_To do:_
Reproduce the listing below verbatim, keeping every line and character unchanged.

_A data block:_
------
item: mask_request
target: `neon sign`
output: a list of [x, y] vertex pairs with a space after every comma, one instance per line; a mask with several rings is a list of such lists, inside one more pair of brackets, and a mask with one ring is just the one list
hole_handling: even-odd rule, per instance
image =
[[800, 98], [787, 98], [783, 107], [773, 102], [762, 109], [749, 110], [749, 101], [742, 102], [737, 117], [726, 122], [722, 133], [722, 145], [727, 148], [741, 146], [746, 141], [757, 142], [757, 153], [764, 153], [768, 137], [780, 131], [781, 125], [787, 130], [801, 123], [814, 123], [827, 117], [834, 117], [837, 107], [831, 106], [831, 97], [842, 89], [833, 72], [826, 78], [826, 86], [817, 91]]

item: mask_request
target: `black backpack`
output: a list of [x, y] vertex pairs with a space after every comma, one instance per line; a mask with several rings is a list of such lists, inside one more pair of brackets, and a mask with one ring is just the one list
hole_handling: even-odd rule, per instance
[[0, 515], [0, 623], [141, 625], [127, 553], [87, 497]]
------
_Completed task:_
item: mask_request
target: `neon sign`
output: a list of [x, y] vertex pairs with a space after every comma, one instance per line; a mask with several rings is a list of such lists, inside one more pair of brackets, and a mask with one ring is just the one list
hole_handling: even-odd rule, per instance
image =
[[800, 98], [787, 98], [783, 107], [773, 102], [762, 109], [749, 110], [749, 101], [742, 102], [737, 117], [726, 122], [722, 133], [722, 145], [727, 148], [741, 146], [746, 141], [757, 142], [757, 153], [764, 153], [768, 137], [780, 131], [781, 125], [787, 130], [801, 123], [814, 123], [827, 117], [834, 117], [837, 107], [831, 106], [831, 97], [842, 89], [833, 72], [826, 78], [826, 86], [817, 91]]

item: mask_request
target: `black backpack`
output: a list of [x, y] vertex pairs with a space after every comma, one instance per line; a mask with several rings is a list of such lists, inside one more pair of brackets, and a mask with one ring is just the one list
hole_handling: even-odd rule, per instance
[[0, 515], [0, 623], [141, 625], [127, 553], [87, 497]]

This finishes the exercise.